*PROBLEMS TO SOLVE*
1. Sum up the forum thread about the foster dog Lucas in three sentences.
2. Pick up the forum thread about the foster dog Lucas after its final sentence and keep it going.

*SELECTED TEXT*
++++++++++

I love the way Lucas interacts with your dogs, especially with the front end down, butt in the air play stance. If anyone can teach him to trust humans, you can. He is adorable. And you're an angel for helping him.


----------



## DAJsMom

Laurie, I hope your son recovers quickly and you stay healthy! Flu is no fun. 

Lucas is adorable! His coat is gorgeous and I love eyebrows.

Dusty ran from my husband for a good week when we first got her, and is suspicious of other men as well--not everyone, but several. She came from a great breeder--a single older woman. I have no reason to believe she was ever abused by anyone, but she is still flaky around some men. She may have been less socialized with men. She took a long time to make friends with my dad, loves my father-in-law, and absolutely can't stand my brother-in-law in spite of all his efforts. She does fine with all our guy friends that are here frequently, but is more friendly to women. 

I hope Lucas is just suspicious and not abused! I bet he'll make someone a great buddy.


----------



## Jan D

Missy how right you are!!!! Rooney is an L now, there is NO leaving the house now!!! And he's Logan's twin...Make room for #4 Laurie and Gabe:biggrin1:!!!!


----------



## Laurief

hAHA - THAT IS EXACTLY WHY I SAID "Now dont read in to this!!" It is I was so used to using an L to call a dog, and the funny thing is that he responds to Lucas - better than he did Rooney. 
My son is even trying to win him over but he is just terrifed. Was Dusty barking or being agressive to your men, or just afraid. he literally runs under my legs and tries to climb up me sometimes - it is so sad, and breaking Gabe's heart. If he keeps this up, he def. wont be staying with us. 
We will see - I hope the weekend will give them a little more time to spend together.


----------



## pjewel

Laurie,

How about if Gabe sits down and puts a treat on the floor not too far from him for Lucas. Perhaps if he does that several time and then tries to offer it to him from his hand, it might help. Oh, and just an observation, you didn't change the other fosters' names.


----------



## DAJsMom

Laurie,
Dusty just ran from my husband--she was afraid. She absolutely loves him now. She doesn't bark with other guys. She will growl a little with my brother-in-law, but I think she's feeling threatened. She has never actually been actively aggressive. The men she reacts most strongly to are a little more intense in the way they approach her, even though they mean well. In these situations, the more she is ignored and allowed to approach at her own pace, the better she does. My husband was not intense in the way he approached her but she was new to our house (7 months old). We worked harder to get her to trust him. He took her on walks, did treats, and actively worked on building trust with her. I think it took a good solid week for it to start to improve, and some time longer to get to where we are now. My husband had a hard time with it and felt terrible that she reacted to him that way. It was discouraging at first, but it's worked out well!

++++++++++

*DATASET CONTENT*
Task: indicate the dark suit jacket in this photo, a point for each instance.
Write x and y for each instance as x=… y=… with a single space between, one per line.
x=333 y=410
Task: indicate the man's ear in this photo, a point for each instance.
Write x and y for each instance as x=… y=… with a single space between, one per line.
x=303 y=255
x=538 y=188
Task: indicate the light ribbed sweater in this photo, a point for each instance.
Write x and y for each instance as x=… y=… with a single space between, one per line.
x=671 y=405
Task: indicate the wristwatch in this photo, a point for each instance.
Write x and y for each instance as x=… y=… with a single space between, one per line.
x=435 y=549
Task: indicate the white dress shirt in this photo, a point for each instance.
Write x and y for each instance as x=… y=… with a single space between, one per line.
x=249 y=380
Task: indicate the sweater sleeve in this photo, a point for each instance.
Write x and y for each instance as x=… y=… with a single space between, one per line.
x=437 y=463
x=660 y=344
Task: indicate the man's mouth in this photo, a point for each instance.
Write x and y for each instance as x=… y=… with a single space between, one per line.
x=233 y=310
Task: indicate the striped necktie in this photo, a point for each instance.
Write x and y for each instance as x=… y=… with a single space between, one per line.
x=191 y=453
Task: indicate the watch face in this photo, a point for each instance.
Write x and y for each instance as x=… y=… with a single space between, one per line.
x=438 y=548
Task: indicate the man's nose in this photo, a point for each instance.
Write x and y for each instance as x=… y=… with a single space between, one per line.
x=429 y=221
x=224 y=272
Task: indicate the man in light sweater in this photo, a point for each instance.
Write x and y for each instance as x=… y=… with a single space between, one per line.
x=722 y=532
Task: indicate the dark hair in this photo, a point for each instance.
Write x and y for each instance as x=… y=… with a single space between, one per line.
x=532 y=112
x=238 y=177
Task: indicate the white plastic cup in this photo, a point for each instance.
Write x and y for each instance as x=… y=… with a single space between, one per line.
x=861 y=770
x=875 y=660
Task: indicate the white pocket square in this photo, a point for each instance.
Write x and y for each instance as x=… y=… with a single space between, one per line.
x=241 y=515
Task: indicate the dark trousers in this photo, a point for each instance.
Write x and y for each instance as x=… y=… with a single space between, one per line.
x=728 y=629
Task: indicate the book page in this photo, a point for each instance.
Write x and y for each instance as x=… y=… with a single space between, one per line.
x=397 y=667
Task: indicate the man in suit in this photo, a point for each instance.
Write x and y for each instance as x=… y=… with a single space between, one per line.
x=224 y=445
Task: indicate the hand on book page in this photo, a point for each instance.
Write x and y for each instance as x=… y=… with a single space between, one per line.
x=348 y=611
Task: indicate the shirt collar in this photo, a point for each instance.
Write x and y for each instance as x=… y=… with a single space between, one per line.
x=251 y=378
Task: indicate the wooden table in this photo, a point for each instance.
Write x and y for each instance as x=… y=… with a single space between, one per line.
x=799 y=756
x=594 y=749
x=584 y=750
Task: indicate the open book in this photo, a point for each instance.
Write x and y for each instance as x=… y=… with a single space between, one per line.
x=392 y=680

++++++++++

*ANSWERS TO THE TASKS*
1. Laurief says Lucas is terrified of her son and sometimes runs under her legs and tries to climb up her, and that he won't stay with them if this keeps up. DAJsMom describes how her dog Dusty ran from her husband for a good week and is still suspicious of some men, though she has never been actively aggressive and does better when she is ignored and allowed to approach at her own pace. pjewel suggests that Gabe sit down and put a treat on the floor not too far from Lucas several times before trying to offer it from his hand.

2.
----------



## Lilly's mom

Lauri 
He is adorable. Do you think with time and watching your three interact with Gabe (I assume that is your DH) that Rooney will come around when he sees that there isn't any danger?


----------



## Laurief

Thanks Joelle -I do hope to see some improvement soon.
Geri - that is exctly what hubby and the boys are doing. Yesterday he did come close enough to take a treat from their hands, but thats as far as it got. The minute they moved, he ran to me. So I am just thinking it will take a little while longer. He already is SO much more comfortable here today. 

I will say this Geri - with Gigi I knew there was the perfect home waiting for her, but they could not take her for a few weeks, and care for after her spay, so that is why she stayed Gigi 
And Didi - who because Dugan was coveted by so many before he even made it home to my house, that I felt he had so many perfect homes waiting that I decided not to keep him - although I think Hubby might have!!
Now this guy is going to be here so long, that I need to be able to call him without calling him strange things - like Looney, Loogie, and all sorts of strange things. So Lucas he is, but doubt we will keep him - cause then I cannot foster again - and I LOVE to foster!!!!


----------



## Laurief

Well Lucas made some strides with my son- who is so fabulous with animal, he is so calm and quiet & non assuming. He took treats from Brian, and actually let him pet him extensively. Although the minute Brian stood up, it was all over!! Oh well, at least it is a start!! I cant take pictures, cause some idiot!! (haha -it was me) left the camera on, and now the battery is dead, so I gotta get a new one.


----------



## casperkeep

Laurie I know what you mean about having them for awhile....I would soo keep Savannah but hubby said then we cant foster...so hopefully there will be the perfect home but until then she is home!!!


----------



## Jan D

Just trying to bust some chops Laurie  I'm sure Lucas will come around sooner rather than later...especially in your house! Enjoy him!


----------



## Eva

Ahhh Laurie, aren't you a lucky foster Momma to have such a beautiful pup to snuggle.  Lucas is a little cutie..I completely know how you feel with wanting to keep him but wanting to be able to foster as well. 
It's such a difficult thing to get a dog, fall in love and then send them off to their forever home. 
You are such a wonderful person to give your foster's a second chance at a healthy happy life full of love that some of them have never known...it makes it all worth it when you see a well adjusted dog (that wasn't so well adjusted weeks before) go with confidence to an owner that thinks that s/he hung the moon.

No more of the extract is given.